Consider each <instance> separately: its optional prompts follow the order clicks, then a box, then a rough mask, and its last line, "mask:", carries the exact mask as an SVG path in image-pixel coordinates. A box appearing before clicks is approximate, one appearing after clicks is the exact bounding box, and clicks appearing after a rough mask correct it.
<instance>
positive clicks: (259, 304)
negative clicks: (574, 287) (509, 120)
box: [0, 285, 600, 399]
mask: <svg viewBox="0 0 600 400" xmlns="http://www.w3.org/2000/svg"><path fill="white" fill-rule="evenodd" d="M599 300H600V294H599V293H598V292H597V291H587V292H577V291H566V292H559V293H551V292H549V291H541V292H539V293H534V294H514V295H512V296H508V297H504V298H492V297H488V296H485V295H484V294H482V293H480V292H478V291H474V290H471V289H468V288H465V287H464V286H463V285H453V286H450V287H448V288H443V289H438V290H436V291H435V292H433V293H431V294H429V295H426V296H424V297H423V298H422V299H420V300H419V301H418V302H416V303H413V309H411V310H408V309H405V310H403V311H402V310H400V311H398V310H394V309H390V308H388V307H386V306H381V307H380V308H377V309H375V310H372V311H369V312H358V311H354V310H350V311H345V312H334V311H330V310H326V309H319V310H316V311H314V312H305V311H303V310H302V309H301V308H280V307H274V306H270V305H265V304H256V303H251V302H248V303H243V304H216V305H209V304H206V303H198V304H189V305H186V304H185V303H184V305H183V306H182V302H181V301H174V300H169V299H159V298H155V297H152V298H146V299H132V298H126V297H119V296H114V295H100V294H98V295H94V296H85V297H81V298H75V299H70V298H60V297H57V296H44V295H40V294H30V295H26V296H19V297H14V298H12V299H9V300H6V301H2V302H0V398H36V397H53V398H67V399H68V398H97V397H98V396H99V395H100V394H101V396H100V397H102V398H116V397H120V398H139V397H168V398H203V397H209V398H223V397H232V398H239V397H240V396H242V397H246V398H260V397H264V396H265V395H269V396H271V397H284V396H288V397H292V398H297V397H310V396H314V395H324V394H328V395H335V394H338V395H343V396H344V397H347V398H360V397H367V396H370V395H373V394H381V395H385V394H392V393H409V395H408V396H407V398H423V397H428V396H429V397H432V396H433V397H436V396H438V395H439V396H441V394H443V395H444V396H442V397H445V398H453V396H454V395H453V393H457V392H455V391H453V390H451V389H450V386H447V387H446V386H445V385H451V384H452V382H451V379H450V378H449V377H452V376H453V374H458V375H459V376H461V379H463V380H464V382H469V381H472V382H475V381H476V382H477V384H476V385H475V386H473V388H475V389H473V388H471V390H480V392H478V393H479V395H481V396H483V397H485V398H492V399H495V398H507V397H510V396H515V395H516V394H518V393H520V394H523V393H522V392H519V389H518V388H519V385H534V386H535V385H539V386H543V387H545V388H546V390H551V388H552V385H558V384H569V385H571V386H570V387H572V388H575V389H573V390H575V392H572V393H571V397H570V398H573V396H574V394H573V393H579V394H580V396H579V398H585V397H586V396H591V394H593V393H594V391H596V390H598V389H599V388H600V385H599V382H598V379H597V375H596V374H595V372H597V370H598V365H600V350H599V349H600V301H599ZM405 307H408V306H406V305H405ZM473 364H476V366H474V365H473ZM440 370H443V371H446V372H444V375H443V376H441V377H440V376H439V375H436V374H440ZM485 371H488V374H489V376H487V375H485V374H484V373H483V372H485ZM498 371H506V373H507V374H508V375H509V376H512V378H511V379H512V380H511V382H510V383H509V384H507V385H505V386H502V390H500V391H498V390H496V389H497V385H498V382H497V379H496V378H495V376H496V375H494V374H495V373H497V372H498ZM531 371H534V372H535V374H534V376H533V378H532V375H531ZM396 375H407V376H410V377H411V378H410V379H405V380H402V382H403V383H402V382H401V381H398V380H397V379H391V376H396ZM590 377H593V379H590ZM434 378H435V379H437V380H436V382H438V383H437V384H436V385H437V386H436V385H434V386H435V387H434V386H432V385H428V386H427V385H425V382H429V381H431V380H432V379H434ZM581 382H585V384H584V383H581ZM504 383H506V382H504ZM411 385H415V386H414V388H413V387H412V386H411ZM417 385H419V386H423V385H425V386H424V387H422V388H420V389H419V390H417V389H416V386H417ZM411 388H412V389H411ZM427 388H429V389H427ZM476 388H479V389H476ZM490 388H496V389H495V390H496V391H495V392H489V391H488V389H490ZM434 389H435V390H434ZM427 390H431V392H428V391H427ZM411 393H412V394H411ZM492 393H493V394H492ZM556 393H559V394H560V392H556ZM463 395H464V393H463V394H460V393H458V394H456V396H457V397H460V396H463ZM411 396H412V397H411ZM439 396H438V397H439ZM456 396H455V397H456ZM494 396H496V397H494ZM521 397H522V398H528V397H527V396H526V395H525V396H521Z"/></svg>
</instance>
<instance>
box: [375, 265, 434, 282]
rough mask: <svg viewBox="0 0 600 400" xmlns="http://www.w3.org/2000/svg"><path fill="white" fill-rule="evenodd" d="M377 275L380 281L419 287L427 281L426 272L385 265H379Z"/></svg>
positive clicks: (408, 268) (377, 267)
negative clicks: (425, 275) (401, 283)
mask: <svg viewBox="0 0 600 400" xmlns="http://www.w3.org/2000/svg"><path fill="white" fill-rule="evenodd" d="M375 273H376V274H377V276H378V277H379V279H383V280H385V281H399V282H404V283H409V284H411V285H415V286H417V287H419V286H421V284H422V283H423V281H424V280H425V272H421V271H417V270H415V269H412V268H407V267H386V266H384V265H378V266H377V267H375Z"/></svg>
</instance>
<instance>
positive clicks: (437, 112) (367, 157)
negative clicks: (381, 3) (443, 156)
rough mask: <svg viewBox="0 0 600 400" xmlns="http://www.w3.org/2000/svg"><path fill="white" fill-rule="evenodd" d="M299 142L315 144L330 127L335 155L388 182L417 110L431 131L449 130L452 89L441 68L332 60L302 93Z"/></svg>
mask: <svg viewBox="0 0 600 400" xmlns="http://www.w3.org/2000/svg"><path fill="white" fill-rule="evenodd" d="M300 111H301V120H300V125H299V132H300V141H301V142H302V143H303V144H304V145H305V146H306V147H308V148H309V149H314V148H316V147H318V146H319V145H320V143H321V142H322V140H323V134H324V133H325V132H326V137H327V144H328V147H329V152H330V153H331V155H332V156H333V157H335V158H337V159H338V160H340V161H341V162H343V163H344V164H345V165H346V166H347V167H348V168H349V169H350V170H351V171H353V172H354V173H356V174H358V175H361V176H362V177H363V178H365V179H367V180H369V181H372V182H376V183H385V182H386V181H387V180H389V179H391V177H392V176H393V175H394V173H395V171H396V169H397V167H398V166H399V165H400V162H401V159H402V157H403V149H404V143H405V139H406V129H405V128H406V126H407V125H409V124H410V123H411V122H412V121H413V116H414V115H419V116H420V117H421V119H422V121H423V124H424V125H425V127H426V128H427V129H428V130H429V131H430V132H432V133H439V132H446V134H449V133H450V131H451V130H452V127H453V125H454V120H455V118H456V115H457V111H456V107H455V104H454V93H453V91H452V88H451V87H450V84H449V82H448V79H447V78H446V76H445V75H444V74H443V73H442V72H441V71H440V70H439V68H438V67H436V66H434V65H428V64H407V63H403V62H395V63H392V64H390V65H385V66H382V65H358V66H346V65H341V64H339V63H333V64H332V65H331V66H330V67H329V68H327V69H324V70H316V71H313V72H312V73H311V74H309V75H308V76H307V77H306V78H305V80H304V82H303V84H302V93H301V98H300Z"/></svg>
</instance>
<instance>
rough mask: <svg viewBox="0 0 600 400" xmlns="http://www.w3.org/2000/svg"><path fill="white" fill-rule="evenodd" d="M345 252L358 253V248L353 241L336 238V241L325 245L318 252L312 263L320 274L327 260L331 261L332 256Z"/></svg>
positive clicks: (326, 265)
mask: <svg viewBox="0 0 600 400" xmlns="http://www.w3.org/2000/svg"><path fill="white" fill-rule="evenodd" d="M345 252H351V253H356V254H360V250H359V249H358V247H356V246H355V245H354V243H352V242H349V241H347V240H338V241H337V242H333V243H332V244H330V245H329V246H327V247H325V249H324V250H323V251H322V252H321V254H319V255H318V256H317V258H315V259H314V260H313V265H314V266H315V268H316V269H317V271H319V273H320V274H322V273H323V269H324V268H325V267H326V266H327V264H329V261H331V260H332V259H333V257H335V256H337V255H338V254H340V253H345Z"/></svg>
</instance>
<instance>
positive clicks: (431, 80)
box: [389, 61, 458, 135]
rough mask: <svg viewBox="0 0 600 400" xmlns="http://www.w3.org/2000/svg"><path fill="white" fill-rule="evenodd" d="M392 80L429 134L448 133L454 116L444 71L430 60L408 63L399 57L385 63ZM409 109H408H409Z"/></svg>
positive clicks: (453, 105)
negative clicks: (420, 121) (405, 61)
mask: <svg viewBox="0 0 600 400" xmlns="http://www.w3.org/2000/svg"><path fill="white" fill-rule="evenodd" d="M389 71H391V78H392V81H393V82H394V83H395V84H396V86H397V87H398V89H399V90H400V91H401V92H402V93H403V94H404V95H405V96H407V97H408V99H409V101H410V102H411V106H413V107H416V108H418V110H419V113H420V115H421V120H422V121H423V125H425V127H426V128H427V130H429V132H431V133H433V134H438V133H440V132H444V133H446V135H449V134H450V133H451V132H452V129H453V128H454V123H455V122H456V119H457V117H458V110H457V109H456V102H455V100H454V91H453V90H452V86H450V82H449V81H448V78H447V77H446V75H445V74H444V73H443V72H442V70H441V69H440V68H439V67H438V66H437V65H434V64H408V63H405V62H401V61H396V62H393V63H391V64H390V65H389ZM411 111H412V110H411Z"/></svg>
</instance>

####

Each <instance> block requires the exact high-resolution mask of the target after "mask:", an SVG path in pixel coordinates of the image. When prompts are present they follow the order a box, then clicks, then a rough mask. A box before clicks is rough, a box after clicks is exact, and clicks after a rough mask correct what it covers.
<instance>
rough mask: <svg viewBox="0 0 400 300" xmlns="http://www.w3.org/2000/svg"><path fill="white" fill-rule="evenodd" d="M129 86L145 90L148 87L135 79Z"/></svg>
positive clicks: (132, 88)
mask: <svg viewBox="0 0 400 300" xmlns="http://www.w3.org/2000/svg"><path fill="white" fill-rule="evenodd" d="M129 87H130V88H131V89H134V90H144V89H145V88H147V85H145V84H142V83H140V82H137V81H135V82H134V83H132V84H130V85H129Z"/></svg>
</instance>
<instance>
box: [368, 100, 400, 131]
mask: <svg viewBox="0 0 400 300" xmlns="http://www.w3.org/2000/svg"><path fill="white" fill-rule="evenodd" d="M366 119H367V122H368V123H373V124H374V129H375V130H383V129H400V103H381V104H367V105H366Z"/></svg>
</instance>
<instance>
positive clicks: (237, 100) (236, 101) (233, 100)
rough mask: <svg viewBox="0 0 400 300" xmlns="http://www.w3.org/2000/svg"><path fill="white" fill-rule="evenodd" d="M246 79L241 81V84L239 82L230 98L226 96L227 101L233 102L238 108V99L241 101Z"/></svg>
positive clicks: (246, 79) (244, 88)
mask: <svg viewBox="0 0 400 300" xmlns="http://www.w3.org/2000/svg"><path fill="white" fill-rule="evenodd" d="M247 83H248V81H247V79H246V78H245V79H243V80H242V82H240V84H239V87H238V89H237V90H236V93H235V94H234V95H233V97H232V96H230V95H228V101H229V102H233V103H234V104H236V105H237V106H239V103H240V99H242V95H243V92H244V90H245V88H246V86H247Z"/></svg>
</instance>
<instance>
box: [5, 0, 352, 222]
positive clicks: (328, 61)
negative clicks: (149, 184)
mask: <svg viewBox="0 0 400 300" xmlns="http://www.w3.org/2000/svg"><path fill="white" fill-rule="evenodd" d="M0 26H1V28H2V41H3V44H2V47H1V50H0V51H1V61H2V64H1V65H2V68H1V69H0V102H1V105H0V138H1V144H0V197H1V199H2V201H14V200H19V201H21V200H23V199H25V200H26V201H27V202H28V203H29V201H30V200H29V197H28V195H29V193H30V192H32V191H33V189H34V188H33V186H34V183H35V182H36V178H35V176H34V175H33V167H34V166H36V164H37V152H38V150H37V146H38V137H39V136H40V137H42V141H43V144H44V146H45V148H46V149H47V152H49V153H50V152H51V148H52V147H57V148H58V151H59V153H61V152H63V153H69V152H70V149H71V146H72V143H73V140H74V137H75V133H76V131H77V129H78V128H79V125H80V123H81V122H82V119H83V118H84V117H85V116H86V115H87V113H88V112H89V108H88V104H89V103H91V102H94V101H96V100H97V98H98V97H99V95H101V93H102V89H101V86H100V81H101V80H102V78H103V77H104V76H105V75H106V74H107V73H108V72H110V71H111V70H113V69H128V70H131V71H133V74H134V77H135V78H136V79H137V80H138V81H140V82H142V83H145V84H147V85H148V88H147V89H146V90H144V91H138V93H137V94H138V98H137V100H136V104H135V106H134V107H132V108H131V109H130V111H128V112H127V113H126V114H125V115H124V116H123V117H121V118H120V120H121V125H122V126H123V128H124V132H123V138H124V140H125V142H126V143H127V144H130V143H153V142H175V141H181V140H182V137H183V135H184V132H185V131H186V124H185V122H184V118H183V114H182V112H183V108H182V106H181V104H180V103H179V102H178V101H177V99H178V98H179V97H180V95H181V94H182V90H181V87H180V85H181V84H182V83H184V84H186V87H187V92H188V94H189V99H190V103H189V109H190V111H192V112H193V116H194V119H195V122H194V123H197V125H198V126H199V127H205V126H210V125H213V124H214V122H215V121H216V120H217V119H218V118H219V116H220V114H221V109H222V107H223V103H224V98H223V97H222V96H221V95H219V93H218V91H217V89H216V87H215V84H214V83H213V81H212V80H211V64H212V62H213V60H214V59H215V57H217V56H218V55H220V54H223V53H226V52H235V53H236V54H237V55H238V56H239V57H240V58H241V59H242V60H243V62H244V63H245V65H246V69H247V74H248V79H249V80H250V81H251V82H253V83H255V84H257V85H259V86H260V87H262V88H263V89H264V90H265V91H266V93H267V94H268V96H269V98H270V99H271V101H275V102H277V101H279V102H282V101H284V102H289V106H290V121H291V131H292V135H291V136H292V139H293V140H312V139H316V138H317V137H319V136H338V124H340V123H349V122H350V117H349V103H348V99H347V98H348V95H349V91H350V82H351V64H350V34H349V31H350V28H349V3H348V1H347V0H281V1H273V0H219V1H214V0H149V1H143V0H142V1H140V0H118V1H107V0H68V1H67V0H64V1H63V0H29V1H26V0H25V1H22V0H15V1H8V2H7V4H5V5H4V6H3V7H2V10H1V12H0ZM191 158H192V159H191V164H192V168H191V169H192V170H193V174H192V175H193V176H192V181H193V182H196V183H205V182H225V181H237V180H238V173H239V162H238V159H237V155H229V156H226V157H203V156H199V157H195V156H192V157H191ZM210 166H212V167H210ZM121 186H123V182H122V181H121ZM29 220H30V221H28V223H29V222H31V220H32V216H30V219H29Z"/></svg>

####

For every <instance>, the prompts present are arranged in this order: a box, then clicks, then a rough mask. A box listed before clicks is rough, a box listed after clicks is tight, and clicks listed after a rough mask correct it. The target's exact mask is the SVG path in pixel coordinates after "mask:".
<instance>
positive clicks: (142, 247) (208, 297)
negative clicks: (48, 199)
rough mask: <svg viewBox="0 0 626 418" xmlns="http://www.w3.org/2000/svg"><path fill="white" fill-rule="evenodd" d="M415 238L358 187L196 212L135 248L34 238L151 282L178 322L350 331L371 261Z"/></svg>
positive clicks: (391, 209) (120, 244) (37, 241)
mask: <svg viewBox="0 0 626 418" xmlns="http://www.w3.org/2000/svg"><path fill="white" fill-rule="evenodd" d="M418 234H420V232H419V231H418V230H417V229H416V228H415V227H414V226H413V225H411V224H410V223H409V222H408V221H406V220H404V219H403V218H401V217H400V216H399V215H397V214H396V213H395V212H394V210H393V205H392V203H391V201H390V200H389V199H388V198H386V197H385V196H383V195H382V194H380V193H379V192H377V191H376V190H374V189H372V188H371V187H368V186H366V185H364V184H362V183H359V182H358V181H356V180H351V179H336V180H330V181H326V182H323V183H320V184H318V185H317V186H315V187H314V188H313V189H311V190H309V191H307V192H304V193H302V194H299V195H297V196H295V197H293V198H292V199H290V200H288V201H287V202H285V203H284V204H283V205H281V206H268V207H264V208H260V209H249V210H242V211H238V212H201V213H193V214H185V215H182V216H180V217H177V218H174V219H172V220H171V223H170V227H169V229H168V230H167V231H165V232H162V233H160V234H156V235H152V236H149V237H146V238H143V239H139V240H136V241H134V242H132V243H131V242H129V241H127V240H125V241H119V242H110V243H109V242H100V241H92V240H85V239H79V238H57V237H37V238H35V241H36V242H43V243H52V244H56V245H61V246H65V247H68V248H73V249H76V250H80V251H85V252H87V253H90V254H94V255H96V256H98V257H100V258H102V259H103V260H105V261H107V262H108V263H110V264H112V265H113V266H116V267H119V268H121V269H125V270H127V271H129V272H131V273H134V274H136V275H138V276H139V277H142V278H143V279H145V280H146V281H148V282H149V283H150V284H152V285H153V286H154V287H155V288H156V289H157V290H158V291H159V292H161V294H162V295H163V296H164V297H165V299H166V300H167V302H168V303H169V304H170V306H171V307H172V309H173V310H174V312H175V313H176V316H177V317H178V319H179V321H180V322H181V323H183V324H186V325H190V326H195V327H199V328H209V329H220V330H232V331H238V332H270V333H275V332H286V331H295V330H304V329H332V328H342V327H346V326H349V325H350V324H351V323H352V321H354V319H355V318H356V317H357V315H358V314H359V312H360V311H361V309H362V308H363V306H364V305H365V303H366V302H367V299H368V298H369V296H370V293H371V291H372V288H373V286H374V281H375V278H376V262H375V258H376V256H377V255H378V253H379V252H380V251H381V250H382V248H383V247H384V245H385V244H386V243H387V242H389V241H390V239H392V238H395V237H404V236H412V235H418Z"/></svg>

####

__Problem requirements__
After locating the line holding "Consider each <instance>" above, output exactly that line and every line after it through the line holding "negative clicks: (574, 287) (509, 120)". Include nothing else.

__Answer section__
Consider each <instance> separately: its optional prompts follow the order clicks, then a box, then a rough mask, and its last line, "mask:", carries the exact mask as an SVG path in image-pixel coordinates. A box appearing before clicks is approximate, one appearing after clicks is the exact bounding box, and clicks appearing after a rough mask correct it.
<instance>
positive clicks: (259, 304)
negative clicks: (574, 287) (509, 120)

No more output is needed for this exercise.